● REQUIRED WORK
(A) From the oak wilt article, copy the passage starting at "Oak wilt affects" and ending at "kills the tree.".
(B) According to the oak wilt article, in which three counties was oak wilt confirmed for the first time this summer?

Oak wilt, a deadly fungal disease affecting red oaks, was confirmed for the first time this summer in Lincoln, Sawyer, and Vilas counties.
“Confirmed trees were located north of Tomahawk in Lincoln County, south of Hayward in Sawyer County, and east of Eagle River in Vilas County,” said Brian Schwingle, DNR forest health specialist. All three locations were in yards and all three properties had oaks pruned or damaged in late spring.
Oak wilt is commonly found in the southern two-thirds of the state, but has been creeping north. Oak wilt has been confirmed in all Wisconsin counties except Ashland, Bayfield, Calumet, Door, Douglas, Forest, Iron, Kewaunee, Manitowoc, Price, Rusk, Sheboygan, Taylor, and Washburn
“The first symptoms of oak wilt are branches with wilted leaves and leaves on the ground in summer when you wouldn’t expect to see that,” said Kyoko Scanlon, a DNR forest pathologist. “These are not the brown, dry leaves of autumn. These are partially green to bronze-green and are not completely dry.”
Additional information about oak wilt and other forest health issues can be found online using the keyword “oak wilt” at dnr.wi.gov.
Oak wilt affects trees in both the red and white oak groups. Once a tree is infected with oak wilt, water and nutrients can’t move up from the root system, causing the tree’s leaves to wilt and fall. Eventually, oak wilt kills the tree.
“The red oak group, including northern red, northern pin, and black oaks, are particularly vulnerable to oak wilt. Once symptoms become visible, a tree loses most of its leaves (typically from the top downward) and dies very quickly, often within a few weeks,” said Scanlon.
“Anyone with an oak tree that is rapidly losing its leaves may want to have the tree examined for oak wilt by an International Society of Arboriculture-certified arborist or forester or send in a sample for a laboratory test,” said Don Kissinger, a DNR urban forester. “Immediate steps should be taken to protect nearby oaks if they value those trees.”
The University of Wisconsin’s Plant Disease Diagnostic Clinic can help verify the presence of oak wilt. A sample must be sent to the clinic, and a small fee is charged for the service. The clinic can be reached at (608) 262-2863, or at www.plantpath.wisc.edu/pddc (exit DNR).

● DATA PROVIDED
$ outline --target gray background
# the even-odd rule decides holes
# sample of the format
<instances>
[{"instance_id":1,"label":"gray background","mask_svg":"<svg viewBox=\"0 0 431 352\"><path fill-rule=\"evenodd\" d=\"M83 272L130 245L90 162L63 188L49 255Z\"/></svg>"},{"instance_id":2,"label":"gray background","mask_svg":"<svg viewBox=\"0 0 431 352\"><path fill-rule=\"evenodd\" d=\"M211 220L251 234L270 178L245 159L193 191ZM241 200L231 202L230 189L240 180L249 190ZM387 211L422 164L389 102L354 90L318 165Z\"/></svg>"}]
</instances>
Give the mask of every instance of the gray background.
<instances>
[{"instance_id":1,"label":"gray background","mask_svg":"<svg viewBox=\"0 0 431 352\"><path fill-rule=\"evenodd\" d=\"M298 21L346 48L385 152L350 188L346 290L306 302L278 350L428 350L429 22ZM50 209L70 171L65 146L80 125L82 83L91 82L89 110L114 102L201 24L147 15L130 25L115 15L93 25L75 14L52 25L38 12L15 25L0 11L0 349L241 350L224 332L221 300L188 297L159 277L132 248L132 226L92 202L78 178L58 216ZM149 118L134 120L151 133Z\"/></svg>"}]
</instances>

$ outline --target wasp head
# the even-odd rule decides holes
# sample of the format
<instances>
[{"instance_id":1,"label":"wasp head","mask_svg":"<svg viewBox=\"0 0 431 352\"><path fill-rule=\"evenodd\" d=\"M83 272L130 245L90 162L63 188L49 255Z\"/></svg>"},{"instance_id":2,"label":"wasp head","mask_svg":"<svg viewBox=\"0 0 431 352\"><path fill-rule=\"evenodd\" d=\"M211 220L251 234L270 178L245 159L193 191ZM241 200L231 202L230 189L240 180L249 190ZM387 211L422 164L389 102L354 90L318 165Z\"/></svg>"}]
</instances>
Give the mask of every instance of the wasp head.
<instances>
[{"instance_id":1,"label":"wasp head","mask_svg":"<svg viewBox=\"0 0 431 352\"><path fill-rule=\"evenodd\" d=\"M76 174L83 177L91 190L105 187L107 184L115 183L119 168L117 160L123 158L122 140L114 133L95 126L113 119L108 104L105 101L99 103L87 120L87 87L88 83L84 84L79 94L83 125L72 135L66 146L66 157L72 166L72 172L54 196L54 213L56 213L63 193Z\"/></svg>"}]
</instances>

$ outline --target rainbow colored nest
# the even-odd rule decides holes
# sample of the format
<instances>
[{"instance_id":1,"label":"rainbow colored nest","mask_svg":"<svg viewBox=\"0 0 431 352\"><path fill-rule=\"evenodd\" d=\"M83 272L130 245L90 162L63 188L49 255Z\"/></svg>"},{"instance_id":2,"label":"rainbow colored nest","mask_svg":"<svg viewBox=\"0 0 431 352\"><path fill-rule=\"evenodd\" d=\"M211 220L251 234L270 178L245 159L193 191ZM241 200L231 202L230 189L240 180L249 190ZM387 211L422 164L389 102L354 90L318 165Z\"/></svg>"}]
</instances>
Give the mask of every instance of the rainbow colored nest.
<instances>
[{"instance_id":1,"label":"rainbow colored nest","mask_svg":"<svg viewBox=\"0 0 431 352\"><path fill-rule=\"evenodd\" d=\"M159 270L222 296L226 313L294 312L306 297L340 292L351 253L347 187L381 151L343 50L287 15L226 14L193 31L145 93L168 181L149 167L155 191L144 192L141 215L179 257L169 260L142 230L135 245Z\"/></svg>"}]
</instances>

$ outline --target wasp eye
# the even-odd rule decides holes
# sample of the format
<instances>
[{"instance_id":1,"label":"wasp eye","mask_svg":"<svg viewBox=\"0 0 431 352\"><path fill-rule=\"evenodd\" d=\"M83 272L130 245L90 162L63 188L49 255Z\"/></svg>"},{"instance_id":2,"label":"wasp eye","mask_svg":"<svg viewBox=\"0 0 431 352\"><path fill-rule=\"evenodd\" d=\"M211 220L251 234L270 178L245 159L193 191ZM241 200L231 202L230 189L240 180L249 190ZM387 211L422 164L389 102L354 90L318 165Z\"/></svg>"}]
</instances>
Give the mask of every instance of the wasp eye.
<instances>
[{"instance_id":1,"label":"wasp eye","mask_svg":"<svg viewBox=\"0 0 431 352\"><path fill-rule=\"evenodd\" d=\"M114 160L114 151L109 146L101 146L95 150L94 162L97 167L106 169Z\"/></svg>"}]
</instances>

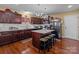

● RESULTS IN ORDER
(A)
Oak wilt affects trees in both the red and white oak groups. Once a tree is infected with oak wilt, water and nutrients can’t move up from the root system, causing the tree’s leaves to wilt and fall. Eventually, oak wilt kills the tree.

(B) Lincoln, Sawyer, and Vilas counties.